-- BEGIN Available data --

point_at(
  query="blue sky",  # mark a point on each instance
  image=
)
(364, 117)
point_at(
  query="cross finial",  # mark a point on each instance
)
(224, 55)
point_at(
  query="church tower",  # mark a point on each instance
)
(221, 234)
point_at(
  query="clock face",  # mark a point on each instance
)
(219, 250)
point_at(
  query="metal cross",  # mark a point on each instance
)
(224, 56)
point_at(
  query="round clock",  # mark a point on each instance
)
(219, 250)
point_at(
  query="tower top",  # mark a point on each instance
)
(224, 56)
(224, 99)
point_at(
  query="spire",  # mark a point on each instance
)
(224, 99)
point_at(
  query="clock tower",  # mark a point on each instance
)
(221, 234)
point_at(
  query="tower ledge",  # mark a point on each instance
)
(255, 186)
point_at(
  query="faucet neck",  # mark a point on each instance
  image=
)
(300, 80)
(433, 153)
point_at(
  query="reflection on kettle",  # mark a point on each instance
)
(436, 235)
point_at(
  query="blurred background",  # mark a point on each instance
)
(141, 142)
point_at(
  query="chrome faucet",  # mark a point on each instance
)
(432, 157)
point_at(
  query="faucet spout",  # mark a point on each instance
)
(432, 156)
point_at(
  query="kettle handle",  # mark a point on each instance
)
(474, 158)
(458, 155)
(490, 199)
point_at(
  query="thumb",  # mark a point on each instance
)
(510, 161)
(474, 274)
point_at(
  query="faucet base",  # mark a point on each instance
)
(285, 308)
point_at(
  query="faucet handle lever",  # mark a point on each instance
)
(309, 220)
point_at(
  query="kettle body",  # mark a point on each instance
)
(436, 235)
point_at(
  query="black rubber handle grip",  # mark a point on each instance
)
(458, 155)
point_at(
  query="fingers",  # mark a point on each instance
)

-- END Available data --

• The task: Count the lines of the material above that contain the string "faucet", and give only the number.

• Complete output: 5